■ **Recorded data**

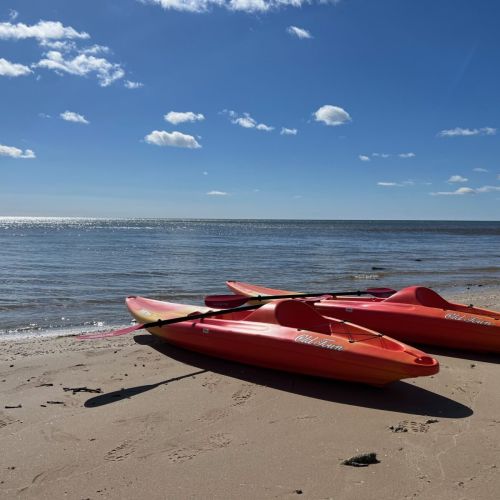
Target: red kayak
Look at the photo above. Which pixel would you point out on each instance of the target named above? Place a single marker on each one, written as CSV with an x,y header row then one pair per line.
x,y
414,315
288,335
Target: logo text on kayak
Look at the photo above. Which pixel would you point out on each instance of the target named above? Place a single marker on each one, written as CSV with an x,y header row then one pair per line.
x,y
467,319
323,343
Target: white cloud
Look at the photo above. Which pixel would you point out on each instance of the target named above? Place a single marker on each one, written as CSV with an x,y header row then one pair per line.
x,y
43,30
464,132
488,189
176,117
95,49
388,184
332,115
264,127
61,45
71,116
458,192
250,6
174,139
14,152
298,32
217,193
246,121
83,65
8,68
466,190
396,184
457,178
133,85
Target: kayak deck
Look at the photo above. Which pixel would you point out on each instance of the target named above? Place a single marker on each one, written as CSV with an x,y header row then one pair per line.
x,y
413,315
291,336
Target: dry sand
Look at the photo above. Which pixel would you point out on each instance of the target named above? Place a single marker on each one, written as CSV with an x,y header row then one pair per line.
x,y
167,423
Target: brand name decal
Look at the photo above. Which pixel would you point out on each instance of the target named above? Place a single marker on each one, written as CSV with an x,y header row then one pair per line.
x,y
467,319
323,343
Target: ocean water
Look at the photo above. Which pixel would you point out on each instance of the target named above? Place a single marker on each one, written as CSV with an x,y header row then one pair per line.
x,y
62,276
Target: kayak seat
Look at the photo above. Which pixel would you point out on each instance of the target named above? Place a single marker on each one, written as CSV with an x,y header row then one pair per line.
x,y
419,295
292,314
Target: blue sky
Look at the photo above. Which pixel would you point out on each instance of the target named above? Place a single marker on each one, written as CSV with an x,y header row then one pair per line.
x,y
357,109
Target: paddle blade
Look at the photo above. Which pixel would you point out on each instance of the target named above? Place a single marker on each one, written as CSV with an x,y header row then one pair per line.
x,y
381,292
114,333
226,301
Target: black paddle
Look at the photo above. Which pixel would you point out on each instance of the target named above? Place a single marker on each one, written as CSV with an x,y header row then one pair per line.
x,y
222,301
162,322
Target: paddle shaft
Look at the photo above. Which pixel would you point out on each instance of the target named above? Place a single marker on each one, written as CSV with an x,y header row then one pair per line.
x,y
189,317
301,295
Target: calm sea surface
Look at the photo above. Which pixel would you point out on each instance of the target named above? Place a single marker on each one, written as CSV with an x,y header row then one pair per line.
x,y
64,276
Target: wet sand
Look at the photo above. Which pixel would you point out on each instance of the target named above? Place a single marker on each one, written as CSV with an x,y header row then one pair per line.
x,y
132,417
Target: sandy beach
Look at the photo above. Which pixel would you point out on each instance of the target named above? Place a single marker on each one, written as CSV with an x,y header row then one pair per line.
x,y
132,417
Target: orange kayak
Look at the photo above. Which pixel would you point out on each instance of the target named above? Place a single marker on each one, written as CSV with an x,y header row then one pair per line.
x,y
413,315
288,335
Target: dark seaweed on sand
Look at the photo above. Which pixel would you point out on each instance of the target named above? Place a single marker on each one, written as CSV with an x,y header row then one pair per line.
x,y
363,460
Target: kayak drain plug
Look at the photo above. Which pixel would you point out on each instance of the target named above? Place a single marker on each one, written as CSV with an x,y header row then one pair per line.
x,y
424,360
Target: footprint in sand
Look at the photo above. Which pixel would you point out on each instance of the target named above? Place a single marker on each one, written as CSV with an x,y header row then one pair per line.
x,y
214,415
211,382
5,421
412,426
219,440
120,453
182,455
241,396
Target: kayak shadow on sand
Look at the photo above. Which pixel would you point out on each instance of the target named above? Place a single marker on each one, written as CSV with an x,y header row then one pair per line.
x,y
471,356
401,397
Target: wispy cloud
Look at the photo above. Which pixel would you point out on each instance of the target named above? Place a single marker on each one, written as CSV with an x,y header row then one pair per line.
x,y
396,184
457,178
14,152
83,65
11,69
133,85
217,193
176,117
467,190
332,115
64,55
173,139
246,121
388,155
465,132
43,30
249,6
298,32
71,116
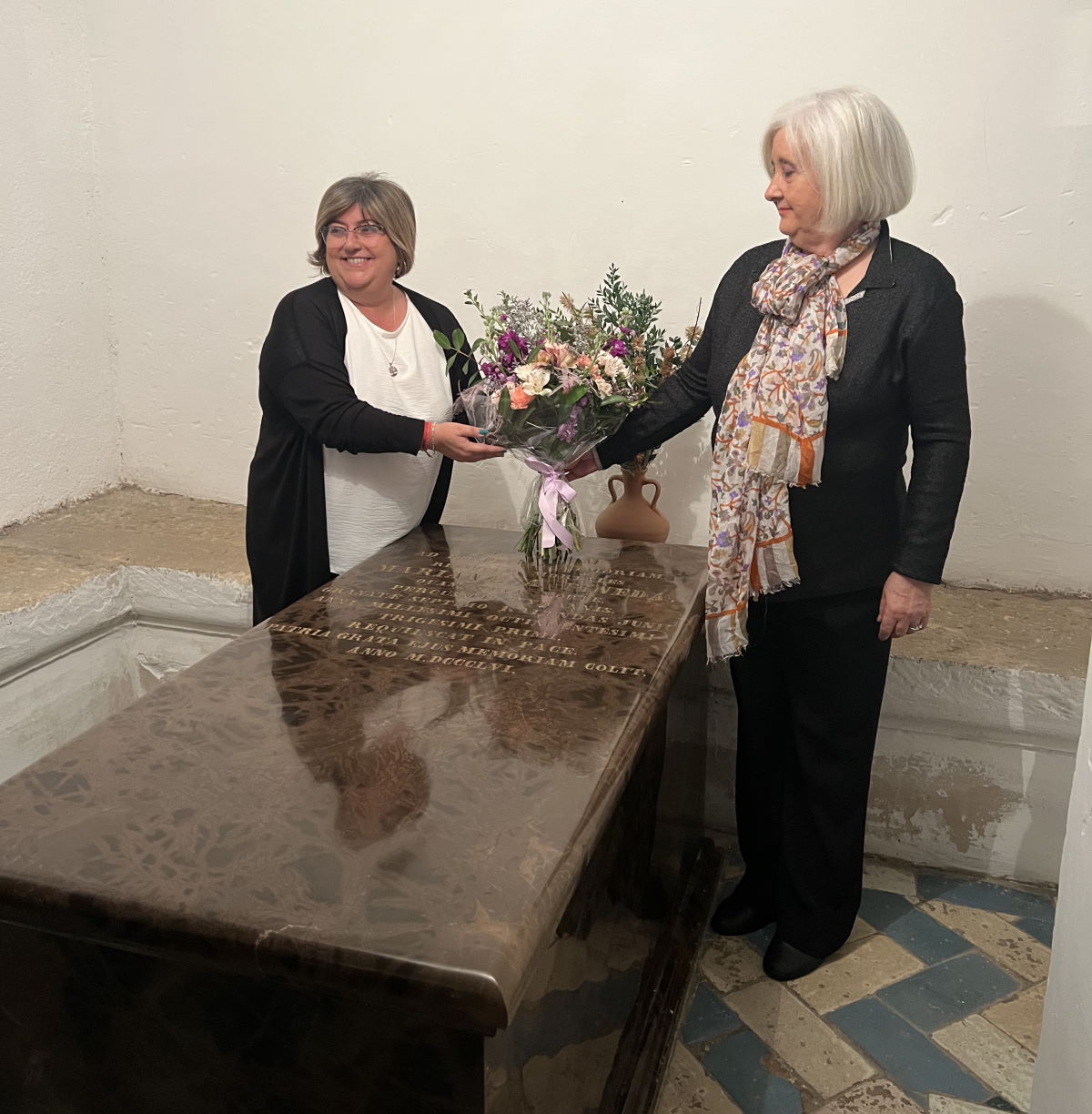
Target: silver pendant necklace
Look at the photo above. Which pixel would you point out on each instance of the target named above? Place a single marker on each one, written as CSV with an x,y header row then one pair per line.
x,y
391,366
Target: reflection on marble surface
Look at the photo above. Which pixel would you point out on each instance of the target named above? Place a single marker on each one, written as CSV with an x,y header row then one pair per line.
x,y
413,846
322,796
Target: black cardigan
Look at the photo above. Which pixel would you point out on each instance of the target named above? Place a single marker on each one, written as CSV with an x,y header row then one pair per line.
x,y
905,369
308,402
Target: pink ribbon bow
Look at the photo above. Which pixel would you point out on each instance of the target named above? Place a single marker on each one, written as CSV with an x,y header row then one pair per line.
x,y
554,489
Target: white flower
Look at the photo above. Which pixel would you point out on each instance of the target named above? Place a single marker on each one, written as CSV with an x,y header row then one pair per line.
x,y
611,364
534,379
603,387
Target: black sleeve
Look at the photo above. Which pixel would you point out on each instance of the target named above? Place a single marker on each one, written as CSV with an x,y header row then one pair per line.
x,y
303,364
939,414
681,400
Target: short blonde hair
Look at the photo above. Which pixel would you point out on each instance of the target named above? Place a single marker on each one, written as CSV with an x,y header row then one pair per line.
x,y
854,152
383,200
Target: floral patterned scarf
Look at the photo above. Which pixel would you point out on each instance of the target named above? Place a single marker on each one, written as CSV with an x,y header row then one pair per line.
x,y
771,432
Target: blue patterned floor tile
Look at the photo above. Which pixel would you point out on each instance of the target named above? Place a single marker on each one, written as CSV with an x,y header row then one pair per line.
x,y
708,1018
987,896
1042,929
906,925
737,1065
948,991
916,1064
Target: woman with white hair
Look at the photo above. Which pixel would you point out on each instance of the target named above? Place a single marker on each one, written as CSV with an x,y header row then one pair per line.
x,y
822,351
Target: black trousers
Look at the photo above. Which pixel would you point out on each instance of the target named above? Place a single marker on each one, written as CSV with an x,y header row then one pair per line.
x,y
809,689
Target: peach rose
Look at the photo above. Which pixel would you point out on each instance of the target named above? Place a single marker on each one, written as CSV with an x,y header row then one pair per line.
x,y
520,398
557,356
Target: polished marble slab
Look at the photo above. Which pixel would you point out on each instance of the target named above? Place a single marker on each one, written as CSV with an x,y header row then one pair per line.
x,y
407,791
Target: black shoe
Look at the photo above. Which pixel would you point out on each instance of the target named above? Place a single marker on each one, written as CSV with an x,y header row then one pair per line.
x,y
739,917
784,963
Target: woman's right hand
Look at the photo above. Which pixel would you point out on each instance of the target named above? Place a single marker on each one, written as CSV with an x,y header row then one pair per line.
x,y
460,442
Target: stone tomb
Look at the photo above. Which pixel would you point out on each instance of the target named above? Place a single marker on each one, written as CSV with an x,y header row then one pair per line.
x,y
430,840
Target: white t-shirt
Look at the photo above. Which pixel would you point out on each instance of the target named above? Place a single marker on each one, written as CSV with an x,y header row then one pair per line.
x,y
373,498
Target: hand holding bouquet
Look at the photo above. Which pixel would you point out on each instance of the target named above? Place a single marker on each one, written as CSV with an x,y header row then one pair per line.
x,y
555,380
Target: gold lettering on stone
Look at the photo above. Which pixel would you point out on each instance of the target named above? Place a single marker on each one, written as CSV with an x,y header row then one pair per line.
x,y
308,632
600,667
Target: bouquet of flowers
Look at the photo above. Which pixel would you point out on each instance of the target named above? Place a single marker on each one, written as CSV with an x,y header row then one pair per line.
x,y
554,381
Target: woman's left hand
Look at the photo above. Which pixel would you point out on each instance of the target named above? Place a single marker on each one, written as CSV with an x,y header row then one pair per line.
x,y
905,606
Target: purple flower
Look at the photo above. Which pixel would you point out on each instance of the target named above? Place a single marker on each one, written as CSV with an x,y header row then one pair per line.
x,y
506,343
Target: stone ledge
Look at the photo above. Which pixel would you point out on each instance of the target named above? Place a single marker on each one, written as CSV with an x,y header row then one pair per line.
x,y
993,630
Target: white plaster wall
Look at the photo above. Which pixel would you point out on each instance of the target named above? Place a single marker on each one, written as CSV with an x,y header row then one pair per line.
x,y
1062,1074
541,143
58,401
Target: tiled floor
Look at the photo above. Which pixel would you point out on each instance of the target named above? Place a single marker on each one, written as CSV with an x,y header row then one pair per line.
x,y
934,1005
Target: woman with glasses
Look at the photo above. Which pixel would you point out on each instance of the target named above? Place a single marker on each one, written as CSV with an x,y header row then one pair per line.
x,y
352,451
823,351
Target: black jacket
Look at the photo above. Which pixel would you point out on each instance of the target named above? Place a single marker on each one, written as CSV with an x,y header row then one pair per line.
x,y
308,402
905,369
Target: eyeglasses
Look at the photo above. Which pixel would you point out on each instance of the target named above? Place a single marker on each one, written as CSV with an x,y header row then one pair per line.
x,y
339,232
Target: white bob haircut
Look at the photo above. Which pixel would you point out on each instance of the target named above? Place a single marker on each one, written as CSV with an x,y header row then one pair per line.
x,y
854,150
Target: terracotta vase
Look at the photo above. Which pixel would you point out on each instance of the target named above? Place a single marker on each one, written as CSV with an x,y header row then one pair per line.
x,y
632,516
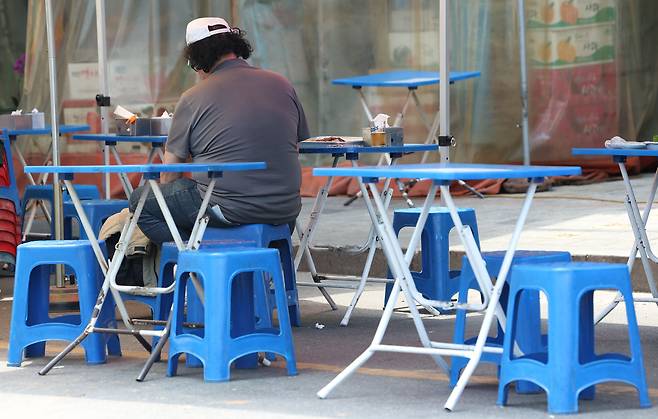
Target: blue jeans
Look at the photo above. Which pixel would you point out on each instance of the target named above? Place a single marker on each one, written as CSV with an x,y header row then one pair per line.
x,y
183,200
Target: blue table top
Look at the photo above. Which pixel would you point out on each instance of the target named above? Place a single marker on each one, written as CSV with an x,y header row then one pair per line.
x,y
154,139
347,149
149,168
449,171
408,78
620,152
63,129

■ **REQUIRED WORK**
Each line between the one holding "Target: wispy cloud" and the one holding "Target: black sleeve", inclusive, should be copied exactly as it appears above, and pictures should be omitted.

■ **SOLVED PROBLEM**
Target: wispy cloud
Look at the photo above. Which pixel would you point out on each instance of the target named above? Place a single marker on each one, written as CSV with an x,y header row then one pair per line.
x,y
396,184
457,178
14,152
83,65
11,69
133,85
217,193
176,117
467,190
332,115
64,55
173,139
246,121
388,155
465,132
43,30
249,6
298,32
71,116
Target: silver pendant necklace
Look at the photo above. Which pixel would you point out on each instance of the target named above? Place a single marker on each one, written as CSV with an x,y header row then one pair per line.
x,y
391,366
Target: reflection on marble surface
Look at the photo above. Which pixel would you point out on each instance of the target named above? Place a single marker on each one, written as CSV with an x,y header row then one pair per line.
x,y
413,846
322,796
Target: black cardigan
Look at the photo above. Which pixel would you point out on each instance of the target named above? Place a single marker on each one, written as CSV with an x,y header row then one pair per line.
x,y
905,369
308,402
Target: pink ribbon bow
Look at the photo above. Which pixel would you point out on each instance of the target named above? Place a single marker on each one, written as CSV with an x,y header row then one pair per line.
x,y
554,489
Target: white flower
Look at the photo above. Which pixel would you point out on each instance of the target named above? Place a single marker on each one, written as CSV with an x,y header row then one pair per line.
x,y
611,364
534,379
603,387
Target: black sleeve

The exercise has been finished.